Aufgabe:
Gib den Quellauszug zwischen „Das Wichtigste ist“ und „nach Lesbos transportiert.“ einschließlich erneut wieder und benenne darin „Feldbetten“ in „Klappbetten“ um.
======== Quellauszug
Europäische Lösung weiterhin notwendig
Gerade in Anbetracht der Erfahrungen aus der Flüchtlingskrise 2015/16 muss eine weitere Aufnahme in Abstimmung mit den europäischen Partnern erfolgen. Alles andere wäre das falsche Signal und würde die Suche nach einem gemeinsamen europäischen Lösungsansatz untergraben. Europa hat sich auf klare Regeln verständigt. Gesundheitstests und Sicherheitsüberprüfungen sind vor der Einreise durchzuführen. Außerdem ist der Familiennachzug im Vorfeld zu klären. Die Auswahl der Personen kann somit nur durch abgestimmtes Handeln der europäischen Behörden erfolgen. Würde Deutschland einseitig eine Einreise gewähren, könnte dies dazu führen, dass sich andere EU-Länder womöglich auch nicht mehr an Vereinbarungen gebunden fühlen würden.
Die EU-Kommission will am 30. September einen Vorschlag für eine gemeinsame europäische Asylpolitik vorlegen. Dabei soll es sich um einen ganzheitlichen Vorschlag handeln: von Hilfe für die Herkunftsländer über Asylentscheidungen an den EU-Außengrenzen bis hin zur Solidarität innerhalb Europas bei der Aufnahme von Schutzberechtigten. Auch der Wiederaufbau des Flüchtlingslagers unter EU-Verwaltung ist eine Option.
Das Wichtigste ist jetzt aber erst einmal die Hilfe vor Ort, um für die Menschen eine vernünftige Bleibe und eine gute Versorgung zu organisieren. Hier ist das THW bereits vor Ort. Einsatzkräfte haben im Auftrag der Bundesregierung unter anderem Zelte, Feldbetten, Isomatten und Schlafsäcke für das Flüchtlingslager nach Lesbos transportiert.
================
======== Bereitgestellte Auflistung
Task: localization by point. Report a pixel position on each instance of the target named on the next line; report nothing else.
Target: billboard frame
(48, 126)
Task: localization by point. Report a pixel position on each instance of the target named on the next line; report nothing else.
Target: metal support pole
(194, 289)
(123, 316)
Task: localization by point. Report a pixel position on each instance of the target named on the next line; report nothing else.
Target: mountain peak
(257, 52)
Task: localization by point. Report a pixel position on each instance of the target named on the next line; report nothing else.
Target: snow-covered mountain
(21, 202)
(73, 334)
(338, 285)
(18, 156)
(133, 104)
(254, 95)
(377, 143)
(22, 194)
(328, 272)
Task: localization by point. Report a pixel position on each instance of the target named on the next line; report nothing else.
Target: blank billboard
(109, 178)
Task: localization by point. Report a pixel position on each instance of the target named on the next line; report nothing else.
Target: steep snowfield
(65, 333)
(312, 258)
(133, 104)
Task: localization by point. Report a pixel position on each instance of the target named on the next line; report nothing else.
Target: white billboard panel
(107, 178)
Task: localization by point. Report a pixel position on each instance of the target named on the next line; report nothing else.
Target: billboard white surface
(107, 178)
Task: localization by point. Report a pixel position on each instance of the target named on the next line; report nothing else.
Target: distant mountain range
================
Antwort:
Das Wichtigste ist jetzt aber erst einmal die Hilfe vor Ort, um für die Menschen eine vernünftige Bleibe und eine gute Versorgung zu organisieren. Hier ist das THW bereits vor Ort. Einsatzkräfte haben im Auftrag der Bundesregierung unter anderem Zelte, Klappbetten, Isomatten und Schlafsäcke für das Flüchtlingslager nach Lesbos transportiert.